▶ Problem statement:
Would you return every entry below without a single difference?

Stored records
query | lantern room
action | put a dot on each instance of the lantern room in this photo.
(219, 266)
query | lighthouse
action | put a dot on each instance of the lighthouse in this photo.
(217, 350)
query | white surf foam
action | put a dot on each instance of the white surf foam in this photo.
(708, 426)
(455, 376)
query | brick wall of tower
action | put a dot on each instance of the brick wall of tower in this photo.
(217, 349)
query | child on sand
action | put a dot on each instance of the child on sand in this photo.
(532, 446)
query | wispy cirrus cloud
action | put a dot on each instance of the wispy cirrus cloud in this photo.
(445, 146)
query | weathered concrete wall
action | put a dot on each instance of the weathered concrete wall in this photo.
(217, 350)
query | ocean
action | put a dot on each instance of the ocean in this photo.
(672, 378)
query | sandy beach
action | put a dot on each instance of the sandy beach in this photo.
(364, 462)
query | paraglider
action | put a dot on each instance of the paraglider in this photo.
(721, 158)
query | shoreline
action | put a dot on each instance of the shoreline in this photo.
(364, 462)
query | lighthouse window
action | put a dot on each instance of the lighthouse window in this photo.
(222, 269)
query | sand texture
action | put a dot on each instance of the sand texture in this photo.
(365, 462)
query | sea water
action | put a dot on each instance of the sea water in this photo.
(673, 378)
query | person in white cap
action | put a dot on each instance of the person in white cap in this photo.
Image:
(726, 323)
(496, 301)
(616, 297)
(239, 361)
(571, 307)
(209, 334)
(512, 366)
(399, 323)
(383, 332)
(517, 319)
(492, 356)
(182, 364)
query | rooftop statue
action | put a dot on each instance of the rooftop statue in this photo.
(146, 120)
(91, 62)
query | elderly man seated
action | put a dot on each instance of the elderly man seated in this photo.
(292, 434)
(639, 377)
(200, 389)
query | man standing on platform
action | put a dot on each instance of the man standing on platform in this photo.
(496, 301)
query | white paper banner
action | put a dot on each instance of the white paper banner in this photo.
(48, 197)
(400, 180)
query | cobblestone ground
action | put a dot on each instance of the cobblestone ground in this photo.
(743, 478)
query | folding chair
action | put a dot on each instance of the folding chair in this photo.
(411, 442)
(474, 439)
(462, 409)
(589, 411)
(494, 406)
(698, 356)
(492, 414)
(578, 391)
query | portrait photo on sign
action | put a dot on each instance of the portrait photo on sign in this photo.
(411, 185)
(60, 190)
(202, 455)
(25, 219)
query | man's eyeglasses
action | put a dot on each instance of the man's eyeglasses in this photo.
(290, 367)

▶ Reply to the task:
query | lantern room
action | put a dot on each instance of the lantern room in this photo.
(219, 266)
query | lighthouse
action | put a dot on each instance of the lighthouse in this photo.
(217, 350)
query | white surf foam
action | put a dot on each instance of the white surf foam in this photo.
(708, 426)
(455, 376)
query | brick wall of tower
action | put a dot on each instance of the brick wall of tower in this photo.
(217, 349)
query | child on sand
action | put a dot on each instance of the child on sand in this photo.
(532, 446)
query | wispy cirrus cloud
action | put a dot on each instance of the wispy cirrus cloud in this photo.
(445, 146)
query | weathered concrete wall
action | put a dot on each instance of the weathered concrete wall in this photo.
(217, 350)
query | ocean
action | put a dot on each instance of the ocean in this photo.
(672, 378)
query | sandy beach
action | put a dot on each instance of the sandy beach in this photo.
(364, 462)
query | paraglider
action | put a dot on each instance of the paraglider in this photo.
(721, 158)
query | shoreline
action | put a dot on each instance of the shoreline in this photo.
(364, 462)
query | lighthouse window
action | put a dot on each instance of the lighthouse window in this photo.
(222, 269)
query | sand texture
action | put a dot on each instance of the sand texture in this photo.
(365, 462)
query | sea water
action | put a dot on each instance of the sea water in this photo.
(673, 378)
query | person in white cap
action | put a dot on each instance of the person in white cap in this photo.
Image:
(726, 323)
(496, 301)
(616, 297)
(239, 361)
(571, 307)
(209, 334)
(512, 366)
(399, 323)
(383, 332)
(517, 319)
(492, 356)
(182, 364)
query | rooftop statue
action | put a dot on each instance of the rooftop statue in this photo.
(146, 120)
(91, 62)
query | elderly man seated
action | put a dot on each instance of the elderly man seated in this photo.
(292, 434)
(639, 377)
(200, 389)
query | man standing on platform
action | put a dot on each instance of the man standing on platform in this photo.
(496, 301)
query | white paper banner
action | put a dot on each instance of the white paper banner in this photo.
(48, 197)
(400, 180)
query | cobblestone ground
action | put a dot on each instance of the cobblestone ground in this photo.
(743, 478)
query | folding chair
action | put a dot on each instance of the folding chair in this photo.
(411, 442)
(474, 439)
(462, 409)
(589, 411)
(494, 406)
(698, 356)
(492, 414)
(578, 391)
query | portrait photo on sign
action | put a dot on each instance of the portrait photo on sign in this photo.
(411, 185)
(60, 190)
(202, 455)
(25, 219)
query | man's eyeglasses
action | put a dot on each instance of the man's eyeglasses in this photo.
(290, 367)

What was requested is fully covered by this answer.